▶ _What is being asked_: Turn the paragraph in the assignment agreement that begins "THIS ASSIGNMENT, ASSUMPTION AND RECOGNITION AGREEMENT" into a brief list of its dates and parties.

ASSIGNMENT, ASSUMPTION AND RECOGNITION AGREEMENT
Exhibit
99.7a
Execution
Version
THIS
ASSIGNMENT, ASSUMPTION AND RECOGNITION AGREEMENT (this “Assignment”),
dated as of June 1, 2007 with an effective date of June 29, 2007 (the “Effective
Date”), is entered into among Xxxxxx Xxxxxxx Capital I Inc., a Delaware
corporation (the “Depositor”), Xxxxxx Xxxxxxx Mortgage Capital Holdings
LLC, successor by merger to Xxxxxx Xxxxxxx Mortgage Capital Inc.
(“MSMCH”), Wachovia Mortgage Corporation as seller (“Wachovia,” or
the “Seller”), and acknowledged by LaSalle Bank National Association, as
trustee (the “Trustee”) of Xxxxxx Xxxxxxx Mortgage Loan Trust 2007-11AR
(the “Trust”).
RECITALS
WHEREAS
Xxxxxx Xxxxxxx Mortgage Capital Inc. and the Seller have entered into a certain
Seller’s Purchase, Warranties and Interim Servicing Agreement, dated
as of February 28, 2005 and a certain First Amended and Restated Seller’s
Purchase, Warranties and Interim Servicing Agreement, dated as of
June 1, 2006 (together, as amended or modified to the date hereof, the
“Agreement”), pursuant to which MSMCH has acquired certain Mortgage Loans
pursuant to the terms of the Agreement;
WHEREAS
the Depositor has agreed, on the terms and conditions contained herein, to
purchase from MSMCH certain of the Mortgage Loans (the “Specified Mortgage
Loans”) which are subject to the provisions of the Agreement and are listed
on the mortgage loan schedule attached as Exhibit I hereto (the “Specified
Mortgage Loan Schedule”); and
WHEREAS
the Trustee, on behalf of the Trust, has agreed, on the terms and conditions
contained herein, to purchase from the Depositor the Specified Mortgage
Loans;
NOW,
THEREFORE, in consideration of the mutual promises contained herein and other
good and valuable consideration (the receipt and sufficiency of which are hereby
acknowledged), the parties agree as follows:
1.
|
Assignment
and Assumption
|
(a) On
and as
of the date hereof, MSMCH hereby sells, assigns and transfers to the Depositor
all of its right, title and interest in the Specified Mortgage Loans and all
rights and obligations related thereto as provided under the Agreement to the
extent relating to the Specified Mortgage Loans, the Depositor hereby accepts
such assignment from MSMCH (the “First Assignment and Assumption”), and
the Seller hereby acknowledges the First Assignment and Assumption.
MSMCH
specifically reserves and does
not assign to the Depositor hereunder any and all right, title and interest
in,
to and under and all obligations of MSMCH with respect to any Mortgage Loans
subject to the Agreement which are not the Specified Mortgage
Loans.
(b) On
and as
of the date hereof, immediately after giving effect to the First Assignment
and
Assumption, the Depositor hereby sells, assigns and transfers to the Trustee,
on
behalf of the Trust, all of its right, title and interest in the Specified
Mortgage Loans and all rights and obligations related thereto as provided under
the Agreement to the extent relating to the Specified Mortgage Loans, and the
Trustee, on behalf of the Trust, hereby accepts such assignment from the
Depositor (the “Second Assignment and Assumption”), and the Seller hereby
acknowledges the Second Assignment and Assumption.

Point-based annotation data
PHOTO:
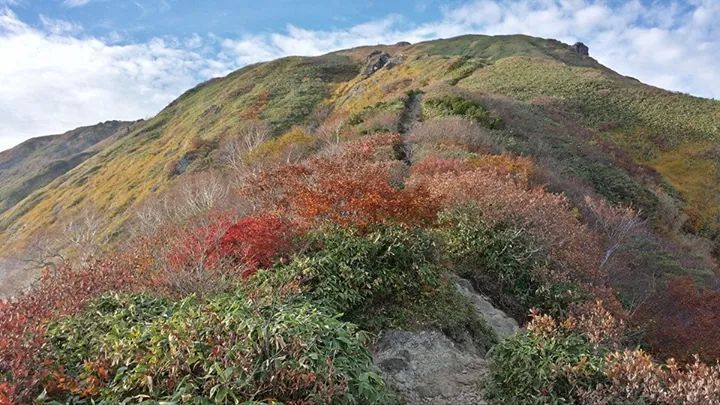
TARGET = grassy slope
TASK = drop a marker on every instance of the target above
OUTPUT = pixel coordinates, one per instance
(284, 92)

▶ _Correct result_:
- Dated as of June 1, 2007, effective June 29, 2007
- Depositor: Xxxxxx Xxxxxxx Capital I Inc., a Delaware corporation
- MSMCH: Xxxxxx Xxxxxxx Mortgage Capital Holdings LLC, successor by merger to Xxxxxx Xxxxxxx Mortgage Capital Inc.
- Seller: Wachovia Mortgage Corporation
- Acknowledged by: LaSalle Bank National Association, as Trustee of Xxxxxx Xxxxxxx Mortgage Loan Trust 2007-11AR (the Trust)